***** Quoted text

Drawing Of The Three, Stephen King

Before I go into my critique/review of a horribly outdated book (1989, I think), I just want to say…

When you translate Absinthe from its original French, you get Wormwood. I found an book called Wormwood at the local antique store, and now, no matter how dry it is, I want to read it. (Get the pun!?)

Okay. Second book in Stephen King’s Masterpiece du jour, The Dark Tower: The Drawing of the Three was crap.

I could end it there, I guess. I’m not much of a critiquer of the things I don’t like. There’s a lot. Perhaps it’s just dated, and that’s why I dislike it so. Perhaps it’s the amateurish writing that made me infinitely jealous that he got this stuff published, while I’m constantly polishing my work on a barber’s belt and still getting form letters of rejection–if I get anything at all. Perhaps I’m spoiled on his later stuff.

No. None of that’s it. It’s the inconsistency of the characters that throw me. The story starts off with a bang. Roland, the gunslinger/knight/Dirty Harry gets two of his fingers bitten off in the first chapter by a nasty three-foot long crablobster. I was excited as you can imagine: an author, cutting off a gunslinger’s two most important fingers in the FIRST CHAPTER? I was riveted and ready.

The story continues with a whimper. I loved the plot. I loved the western themes presenting themselves here and there (in fact, I’m a sucker for it). Unfortunately, the characters and the setting digressed throughout the story. I think Mr. King fell in love with his character Roland somewhere along the line, or else he grew soft–I don’t know, but the gunslinger, a hardened force-of-nature that willingly sacrificed a boy to kill his nemesis in the first book, cries like a pansy for nearly two whole chapters at the end. I’m getting to that.

**********
***** Raw records

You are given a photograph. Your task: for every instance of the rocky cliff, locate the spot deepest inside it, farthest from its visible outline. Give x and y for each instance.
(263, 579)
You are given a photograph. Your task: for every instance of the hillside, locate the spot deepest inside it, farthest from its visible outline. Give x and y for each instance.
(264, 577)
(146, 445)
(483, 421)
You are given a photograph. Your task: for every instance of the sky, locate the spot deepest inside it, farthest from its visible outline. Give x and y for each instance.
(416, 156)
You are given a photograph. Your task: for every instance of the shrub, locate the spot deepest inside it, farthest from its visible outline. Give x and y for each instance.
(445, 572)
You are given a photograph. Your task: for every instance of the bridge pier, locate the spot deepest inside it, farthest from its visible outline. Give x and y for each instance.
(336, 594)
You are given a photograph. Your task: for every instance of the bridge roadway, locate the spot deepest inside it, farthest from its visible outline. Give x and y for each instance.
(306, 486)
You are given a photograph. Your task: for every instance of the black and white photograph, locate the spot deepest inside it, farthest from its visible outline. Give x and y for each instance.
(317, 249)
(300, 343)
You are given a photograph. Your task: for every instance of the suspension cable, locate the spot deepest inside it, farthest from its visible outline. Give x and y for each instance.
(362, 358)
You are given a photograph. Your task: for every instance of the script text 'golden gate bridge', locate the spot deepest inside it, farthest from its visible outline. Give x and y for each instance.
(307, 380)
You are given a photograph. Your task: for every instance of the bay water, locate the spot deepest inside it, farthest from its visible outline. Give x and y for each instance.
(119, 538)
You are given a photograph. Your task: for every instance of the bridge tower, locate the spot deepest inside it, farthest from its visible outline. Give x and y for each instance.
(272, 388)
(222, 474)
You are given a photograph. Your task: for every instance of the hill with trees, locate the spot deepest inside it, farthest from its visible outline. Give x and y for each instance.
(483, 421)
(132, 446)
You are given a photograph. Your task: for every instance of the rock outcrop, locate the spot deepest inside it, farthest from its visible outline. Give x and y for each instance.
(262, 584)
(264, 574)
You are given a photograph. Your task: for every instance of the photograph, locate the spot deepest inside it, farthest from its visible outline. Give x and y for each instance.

**********

> _Actions to take_:
A: Using the review, answer yes or no to each statement and quote the words from the review that decide it: (i) The reviewer found a book called Wormwood at a local antique store. (ii) Roland loses three fingers in the first chapter. (iii) The reviewer disliked the plot.
B: From the review, extract the part that opens with the words "I could end" and closes with "riveted and ready.".
C: According to the review, what bites off Roland's fingers in the first chapter?
The items have nothing to do with the review.

> _Responses_:
A:
(i) Yes: "I found an book called Wormwood at the local antique store"
(ii) No: "gets two of his fingers bitten off in the first chapter"
(iii) No: "I loved the plot."

B:
I could end it there, I guess. I’m not much of a critiquer of the things I don’t like. There’s a lot. Perhaps it’s just dated, and that’s why I dislike it so. Perhaps it’s the amateurish writing that made me infinitely jealous that he got this stuff published, while I’m constantly polishing my work on a barber’s belt and still getting form letters of rejection–if I get anything at all. Perhaps I’m spoiled on his later stuff.

No. None of that’s it. It’s the inconsistency of the characters that throw me. The story starts off with a bang. Roland, the gunslinger/knight/Dirty Harry gets two of his fingers bitten off in the first chapter by a nasty three-foot long crablobster. I was excited as you can imagine: an author, cutting off a gunslinger’s two most important fingers in the FIRST CHAPTER? I was riveted and ready.

C: A nasty three-foot long crablobster.